Print all of the data exactly.

═══

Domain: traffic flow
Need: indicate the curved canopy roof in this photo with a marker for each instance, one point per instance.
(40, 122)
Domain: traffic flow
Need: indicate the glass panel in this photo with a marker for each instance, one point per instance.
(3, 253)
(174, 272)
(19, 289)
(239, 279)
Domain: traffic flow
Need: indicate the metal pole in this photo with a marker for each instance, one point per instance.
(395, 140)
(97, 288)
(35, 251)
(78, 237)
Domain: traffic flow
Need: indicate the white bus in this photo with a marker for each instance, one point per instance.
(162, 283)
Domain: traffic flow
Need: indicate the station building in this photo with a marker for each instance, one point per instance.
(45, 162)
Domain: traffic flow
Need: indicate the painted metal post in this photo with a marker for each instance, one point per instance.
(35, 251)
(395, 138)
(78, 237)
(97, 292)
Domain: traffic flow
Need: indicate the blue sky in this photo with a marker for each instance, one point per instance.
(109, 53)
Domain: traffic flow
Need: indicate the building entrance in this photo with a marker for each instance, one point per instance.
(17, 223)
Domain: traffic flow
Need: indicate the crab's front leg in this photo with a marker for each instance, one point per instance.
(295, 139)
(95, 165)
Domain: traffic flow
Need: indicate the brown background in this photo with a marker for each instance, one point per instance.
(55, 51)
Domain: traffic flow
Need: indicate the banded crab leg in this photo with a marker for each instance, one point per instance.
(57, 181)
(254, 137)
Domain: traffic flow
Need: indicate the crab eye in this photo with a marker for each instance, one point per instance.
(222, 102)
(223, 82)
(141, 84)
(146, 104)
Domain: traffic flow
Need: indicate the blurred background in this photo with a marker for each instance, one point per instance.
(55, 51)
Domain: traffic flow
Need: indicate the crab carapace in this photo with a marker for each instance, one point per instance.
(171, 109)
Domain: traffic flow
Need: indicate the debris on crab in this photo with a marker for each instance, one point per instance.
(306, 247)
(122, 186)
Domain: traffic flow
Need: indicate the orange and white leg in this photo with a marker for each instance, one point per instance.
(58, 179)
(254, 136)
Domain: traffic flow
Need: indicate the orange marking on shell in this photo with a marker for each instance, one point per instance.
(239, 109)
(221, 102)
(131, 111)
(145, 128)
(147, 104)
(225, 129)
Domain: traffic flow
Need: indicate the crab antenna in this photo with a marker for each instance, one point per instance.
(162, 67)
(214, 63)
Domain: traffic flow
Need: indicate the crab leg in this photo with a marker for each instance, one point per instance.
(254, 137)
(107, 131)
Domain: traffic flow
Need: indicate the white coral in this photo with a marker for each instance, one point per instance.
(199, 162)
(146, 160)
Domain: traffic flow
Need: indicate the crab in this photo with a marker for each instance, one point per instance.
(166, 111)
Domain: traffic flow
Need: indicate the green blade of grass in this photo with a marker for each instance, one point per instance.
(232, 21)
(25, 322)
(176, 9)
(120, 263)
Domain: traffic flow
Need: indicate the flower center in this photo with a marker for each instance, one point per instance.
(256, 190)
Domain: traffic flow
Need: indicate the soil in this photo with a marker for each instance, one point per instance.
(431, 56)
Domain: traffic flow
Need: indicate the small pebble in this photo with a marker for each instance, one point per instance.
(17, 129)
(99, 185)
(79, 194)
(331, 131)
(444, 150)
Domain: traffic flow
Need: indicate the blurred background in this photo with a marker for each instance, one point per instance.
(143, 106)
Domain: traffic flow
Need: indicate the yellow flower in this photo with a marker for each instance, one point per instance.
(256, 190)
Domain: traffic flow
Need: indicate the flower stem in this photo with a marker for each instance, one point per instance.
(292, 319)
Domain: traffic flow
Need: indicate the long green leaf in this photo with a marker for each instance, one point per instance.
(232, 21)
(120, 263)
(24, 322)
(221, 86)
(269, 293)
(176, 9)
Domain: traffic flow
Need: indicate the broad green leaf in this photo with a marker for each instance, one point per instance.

═══

# Exercise output
Domain: traffic flow
Need: indicate the curved canopy roof in this photo with a marker for each instance, one point per instance.
(40, 122)
Domain: traffic flow
Need: indicate the glass panel in this photo with a marker for each instance, one point per instance.
(3, 253)
(174, 272)
(19, 289)
(239, 279)
Domain: traffic flow
Need: indicate the metal pole in this photo with a marker for each instance, one point per instance.
(395, 140)
(97, 288)
(35, 251)
(78, 237)
Domain: traffic flow
Need: indicate the white bus in this photo with a marker for each instance, one point per instance.
(162, 283)
Domain: traffic flow
Need: indicate the station building in this photo with a marker for each instance, one point per instance.
(45, 162)
Domain: traffic flow
Need: indicate the painted metal post in this photo with a marker for each instance, one point per instance.
(35, 251)
(395, 138)
(78, 237)
(97, 292)
Domain: traffic flow
Need: indicate the blue sky in this photo with a marker for each instance, one point per instance.
(109, 53)
Domain: traffic flow
Need: indicate the building entrance in this photo with a marker for each instance, one point per instance.
(17, 223)
Domain: traffic flow
Need: indicate the crab's front leg in this photo with a marker for each instance, one point per instance.
(295, 139)
(95, 165)
Domain: traffic flow
Need: indicate the brown background in this photo with a marker for each instance, one point per instance.
(55, 51)
Domain: traffic flow
Need: indicate the banded crab leg in this photo with a marker for each instance, one point per instance.
(57, 181)
(254, 137)
Domain: traffic flow
Need: indicate the crab eye in this photo with a marker for each instance, one point per instance.
(222, 102)
(223, 82)
(141, 84)
(146, 104)
Domain: traffic flow
Need: indicate the blurred background in this photo with a marker for each instance, one point per instance.
(55, 51)
Domain: traffic flow
Need: indicate the crab carapace in this photo with a marker for each instance, one point per instance.
(171, 109)
Domain: traffic flow
Need: indicate the debris on crab in this photo with a marker for each instance, one point per instance.
(306, 247)
(122, 186)
Domain: traffic flow
Need: indicate the orange and white leg in this photo with a marker for each instance, one point per instance.
(58, 179)
(254, 136)
Domain: traffic flow
Need: indicate the orange marking on shell in this photo with a marker for each instance, one point per instance.
(239, 109)
(221, 102)
(131, 111)
(145, 128)
(147, 104)
(225, 129)
Domain: traffic flow
Need: indicate the crab antenna in this photo with a marker for each instance, one point per instance.
(162, 67)
(214, 63)
Domain: traffic flow
Need: indicate the crab leg in this photo with a marker for each instance, one point per instance.
(254, 137)
(107, 131)
Domain: traffic flow
Need: indicate the white coral in this photo with a marker for each instance, one point per instance.
(199, 162)
(146, 160)
Domain: traffic flow
Need: indicate the crab in this photo with a marker for each instance, one point per instance.
(166, 111)
Domain: traffic flow
Need: indicate the green blade of grass in this photo with a marker for each instance, one point per instance.
(232, 21)
(25, 322)
(176, 9)
(120, 263)
Domain: traffic flow
Need: indicate the flower center in this photo with a marker for each instance, one point per instance.
(256, 190)
Domain: traffic flow
Need: indicate the soil in this photo with a marker for each instance, one point per instance.
(431, 56)
Domain: traffic flow
Need: indicate the small pebble in this photo with a marker for each instance, one point per instance.
(17, 129)
(99, 185)
(79, 194)
(331, 131)
(444, 150)
Domain: traffic flow
Need: indicate the blurred background in this photo with a marker for each instance, one point per instance.
(143, 106)
Domain: traffic flow
Need: indicate the yellow flower in this photo with a marker for each instance, one point per instance.
(256, 190)
Domain: traffic flow
Need: indicate the flower stem in this photo with a marker for each instance, one point per instance.
(292, 319)
Domain: traffic flow
Need: indicate the long green leaf in this photo with a marker for each instance, one point per instance.
(232, 21)
(120, 263)
(24, 322)
(221, 86)
(269, 293)
(176, 9)
Domain: traffic flow
Need: indicate the broad green leaf in this photo with a marker for each instance, one point per instance.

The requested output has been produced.